* **DIRECTION**
Rewrite all the entries below with "integer pixels" swapped for "whole-number pixels" at every occurrence, keeping everything else the same.

-- begin RECORDS TO PROCESS --

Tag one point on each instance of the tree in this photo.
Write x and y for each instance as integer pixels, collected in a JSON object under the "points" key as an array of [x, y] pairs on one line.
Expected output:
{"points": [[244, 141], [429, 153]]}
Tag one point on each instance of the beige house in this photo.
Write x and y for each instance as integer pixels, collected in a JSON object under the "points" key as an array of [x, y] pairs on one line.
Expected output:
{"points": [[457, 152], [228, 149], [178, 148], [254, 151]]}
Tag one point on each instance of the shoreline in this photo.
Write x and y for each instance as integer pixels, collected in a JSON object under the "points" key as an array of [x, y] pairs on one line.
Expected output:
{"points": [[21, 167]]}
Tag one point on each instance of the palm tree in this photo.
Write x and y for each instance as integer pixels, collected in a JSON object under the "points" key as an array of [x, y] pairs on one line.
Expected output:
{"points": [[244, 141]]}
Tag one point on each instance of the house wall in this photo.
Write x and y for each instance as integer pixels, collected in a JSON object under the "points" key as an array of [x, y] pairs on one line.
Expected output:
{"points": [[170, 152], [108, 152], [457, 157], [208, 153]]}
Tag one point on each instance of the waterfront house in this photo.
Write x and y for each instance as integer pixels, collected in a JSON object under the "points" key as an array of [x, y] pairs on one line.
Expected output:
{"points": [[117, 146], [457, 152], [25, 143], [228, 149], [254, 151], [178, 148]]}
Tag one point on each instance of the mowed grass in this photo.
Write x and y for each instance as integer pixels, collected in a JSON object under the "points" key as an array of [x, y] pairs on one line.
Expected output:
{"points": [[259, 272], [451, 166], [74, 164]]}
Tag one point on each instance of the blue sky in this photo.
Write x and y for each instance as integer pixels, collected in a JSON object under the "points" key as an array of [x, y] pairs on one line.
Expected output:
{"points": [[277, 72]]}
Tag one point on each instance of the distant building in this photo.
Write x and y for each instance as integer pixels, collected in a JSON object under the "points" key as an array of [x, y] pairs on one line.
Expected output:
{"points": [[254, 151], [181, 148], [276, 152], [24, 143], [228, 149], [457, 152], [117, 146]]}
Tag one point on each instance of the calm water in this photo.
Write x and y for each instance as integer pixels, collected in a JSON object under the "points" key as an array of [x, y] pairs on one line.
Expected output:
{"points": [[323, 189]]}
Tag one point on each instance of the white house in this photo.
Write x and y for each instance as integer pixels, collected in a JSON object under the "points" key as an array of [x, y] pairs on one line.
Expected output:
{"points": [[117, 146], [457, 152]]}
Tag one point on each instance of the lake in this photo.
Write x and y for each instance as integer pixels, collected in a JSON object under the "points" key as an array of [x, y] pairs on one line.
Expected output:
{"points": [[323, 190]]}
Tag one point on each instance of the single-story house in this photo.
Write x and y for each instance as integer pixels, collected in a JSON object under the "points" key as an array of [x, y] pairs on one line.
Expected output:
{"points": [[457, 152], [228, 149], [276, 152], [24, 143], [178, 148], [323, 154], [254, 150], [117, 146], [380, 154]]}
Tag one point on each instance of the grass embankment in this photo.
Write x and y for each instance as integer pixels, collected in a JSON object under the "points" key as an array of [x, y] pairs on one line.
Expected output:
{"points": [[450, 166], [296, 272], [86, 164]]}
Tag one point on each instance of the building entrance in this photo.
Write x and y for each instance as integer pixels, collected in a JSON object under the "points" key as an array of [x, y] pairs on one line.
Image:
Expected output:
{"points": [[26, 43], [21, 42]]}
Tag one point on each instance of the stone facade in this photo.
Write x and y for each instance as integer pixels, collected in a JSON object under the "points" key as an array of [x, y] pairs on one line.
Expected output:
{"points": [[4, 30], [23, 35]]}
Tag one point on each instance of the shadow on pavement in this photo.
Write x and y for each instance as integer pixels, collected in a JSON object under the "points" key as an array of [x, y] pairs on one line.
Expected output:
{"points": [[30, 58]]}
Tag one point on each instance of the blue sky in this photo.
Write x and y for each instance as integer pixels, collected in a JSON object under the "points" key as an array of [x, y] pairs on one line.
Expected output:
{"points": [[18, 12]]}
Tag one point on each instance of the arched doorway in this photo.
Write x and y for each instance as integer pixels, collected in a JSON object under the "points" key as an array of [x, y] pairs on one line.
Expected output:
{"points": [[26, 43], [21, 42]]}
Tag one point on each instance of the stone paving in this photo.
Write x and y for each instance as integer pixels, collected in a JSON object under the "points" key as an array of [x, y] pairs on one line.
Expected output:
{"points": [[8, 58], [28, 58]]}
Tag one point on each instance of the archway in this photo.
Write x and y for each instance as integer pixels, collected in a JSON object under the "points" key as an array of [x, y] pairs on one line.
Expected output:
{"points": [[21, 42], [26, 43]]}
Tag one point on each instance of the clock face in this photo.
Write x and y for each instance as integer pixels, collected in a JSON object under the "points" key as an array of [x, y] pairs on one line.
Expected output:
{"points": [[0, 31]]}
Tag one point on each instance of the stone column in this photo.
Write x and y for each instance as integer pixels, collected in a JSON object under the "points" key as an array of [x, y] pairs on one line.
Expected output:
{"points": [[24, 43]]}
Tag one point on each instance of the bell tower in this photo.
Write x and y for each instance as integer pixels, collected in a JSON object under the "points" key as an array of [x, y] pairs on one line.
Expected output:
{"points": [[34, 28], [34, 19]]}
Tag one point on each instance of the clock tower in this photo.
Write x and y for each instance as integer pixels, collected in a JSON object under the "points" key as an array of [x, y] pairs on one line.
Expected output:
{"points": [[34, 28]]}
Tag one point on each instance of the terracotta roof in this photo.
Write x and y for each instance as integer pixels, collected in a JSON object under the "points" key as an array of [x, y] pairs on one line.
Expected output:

-- end RECORDS TO PROCESS --

* **ANSWER FOR THE TASK**
Tag one point on each instance of the tree in this photo.
Write x and y for each instance as whole-number pixels, collected in a JSON object under the "points" key as an array of [x, y] pairs on one line.
Expected output:
{"points": [[244, 141], [429, 153]]}
Tag one point on each instance of the beige house in this photo.
Write x and y for each instance as whole-number pixels, collected in a JSON object under the "points" key as an array of [x, y] pairs on one line.
Expected output:
{"points": [[457, 152], [228, 149], [178, 148], [254, 151]]}
Tag one point on each instance of the shoreline in this photo.
Write x and y for each instance as whole-number pixels, collected in a JSON object under the "points" key as an array of [x, y] pairs on one line.
Expected output:
{"points": [[21, 167]]}
Tag one point on each instance of the palm tree in this photo.
Write x and y for each instance as whole-number pixels, collected in a JSON object under the "points" key as an array of [x, y] pairs on one line.
Expected output:
{"points": [[244, 141]]}
Tag one point on each instance of the house wall in this photo.
Write x and y for each instance as whole-number pixels, collected in a JSON object under the "points" key as an array of [x, y] pairs on one line.
Expected output:
{"points": [[170, 152], [108, 152], [457, 157], [208, 153]]}
Tag one point on each instance of the waterfront house in this photo.
Write x and y for each instance as whole-number pixels, collected in a JSON object under the "points" key as an array of [x, y] pairs on one line.
Expected output:
{"points": [[117, 146], [457, 152], [25, 143], [228, 149], [254, 151], [178, 148]]}
Tag one point on each instance of the mowed grass in this photo.
Write x and y for each instance as whole-number pixels, collected in a JSON object under the "points" key as an array of [x, y] pairs on one line.
Expected output:
{"points": [[259, 272], [451, 166], [74, 164]]}
Tag one point on each instance of the blue sky in this photo.
Write x and y for each instance as whole-number pixels, collected in a JSON object under the "points" key as an array of [x, y] pairs on one line.
Expected output:
{"points": [[277, 72]]}
Tag one point on each instance of the distant building in this photo.
Write x and y for each instance as whole-number pixels, collected in a JSON object under the "points" key as an array of [x, y] pairs on one line.
Expected output:
{"points": [[254, 151], [181, 148], [276, 152], [24, 143], [228, 149], [457, 152], [117, 146]]}
Tag one point on each instance of the calm water in this photo.
Write x and y for each instance as whole-number pixels, collected in a JSON object under the "points" key as an array of [x, y] pairs on one line.
Expected output:
{"points": [[323, 189]]}
Tag one point on each instance of the white house in this photo.
Write x and y for each instance as whole-number pixels, collected in a JSON object under the "points" key as an array of [x, y] pairs on one line.
Expected output:
{"points": [[117, 146], [457, 152]]}
Tag one point on each instance of the lake in this photo.
Write x and y for each instance as whole-number pixels, collected in a JSON object under the "points" key as an array of [x, y] pairs on one line.
Expected output:
{"points": [[323, 190]]}
Tag one point on each instance of the single-story house in this photo.
Write x and y for each instance as whole-number pixels, collected in a JSON object under the "points" key as an array of [x, y] pairs on one line.
Expected output:
{"points": [[457, 152], [228, 149], [276, 152], [24, 143], [178, 148], [323, 154], [254, 150], [117, 146], [380, 154]]}
Tag one point on each instance of the grass embankment in this photo.
Write x and y for each instance as whole-number pixels, collected in a JSON object under the "points" key as an array of [x, y] pairs on one line.
Expected output:
{"points": [[450, 166], [296, 272], [86, 164]]}
Tag one point on each instance of the building entrance in this photo.
Write x and y for each instance as whole-number pixels, collected in a JSON object under the "points" key as an array of [x, y] pairs on one line.
Image:
Expected output:
{"points": [[26, 43], [21, 42]]}
Tag one point on each instance of the stone facade in this photo.
Write x and y for each instance as whole-number pixels, collected in a JSON object under the "points" key as an array of [x, y] pairs on one line.
Expected output:
{"points": [[4, 30], [23, 35]]}
Tag one point on each instance of the shadow on pavement in this photo.
Write x and y for each instance as whole-number pixels, collected in a JSON object under the "points" key as an array of [x, y] pairs on one line.
Expected output:
{"points": [[30, 58]]}
Tag one point on each instance of the blue sky in this photo.
Write x and y for each instance as whole-number pixels, collected in a JSON object under the "points" key as an array of [x, y] pairs on one line.
Expected output:
{"points": [[18, 12]]}
Tag one point on each instance of the arched doorway in this photo.
Write x and y for each instance as whole-number pixels, collected in a JSON object under the "points" key as an array of [x, y] pairs on one line.
Expected output:
{"points": [[26, 43], [21, 42]]}
Tag one point on each instance of the stone paving in this photo.
Write x and y for each instance as whole-number pixels, collected in a JSON object under the "points" key as an array of [x, y] pairs on one line.
Expected output:
{"points": [[8, 58], [28, 58]]}
Tag one point on each instance of the archway in this photo.
Write x and y for each instance as whole-number pixels, collected in a JSON object under the "points" key as an array of [x, y] pairs on one line.
Expected output:
{"points": [[21, 42], [26, 43]]}
Tag one point on each instance of the clock face in this photo.
Write x and y for each instance as whole-number pixels, collected in a JSON object under the "points" key as an array of [x, y] pairs on one line.
Expected output:
{"points": [[0, 31]]}
Tag one point on each instance of the stone column in this photo.
Write x and y for each instance as whole-number pixels, collected in a JSON object under the "points" key as an array of [x, y] pairs on one line.
Expected output:
{"points": [[24, 43]]}
Tag one point on each instance of the bell tower in this photo.
Write x and y for each instance as whole-number pixels, collected in a JSON object under the "points" key as an array of [x, y] pairs on one line.
Expected output:
{"points": [[34, 28], [34, 19]]}
Tag one point on each instance of the clock tower in this photo.
Write x and y for each instance as whole-number pixels, collected in a JSON object under the "points" key as an array of [x, y] pairs on one line.
Expected output:
{"points": [[34, 28]]}
Tag one point on each instance of the terracotta roof in this photo.
Write x and y for each instance as whole-number pixels, collected in a JSON object under the "points" key as an array of [x, y] pairs on one line.
Expected output:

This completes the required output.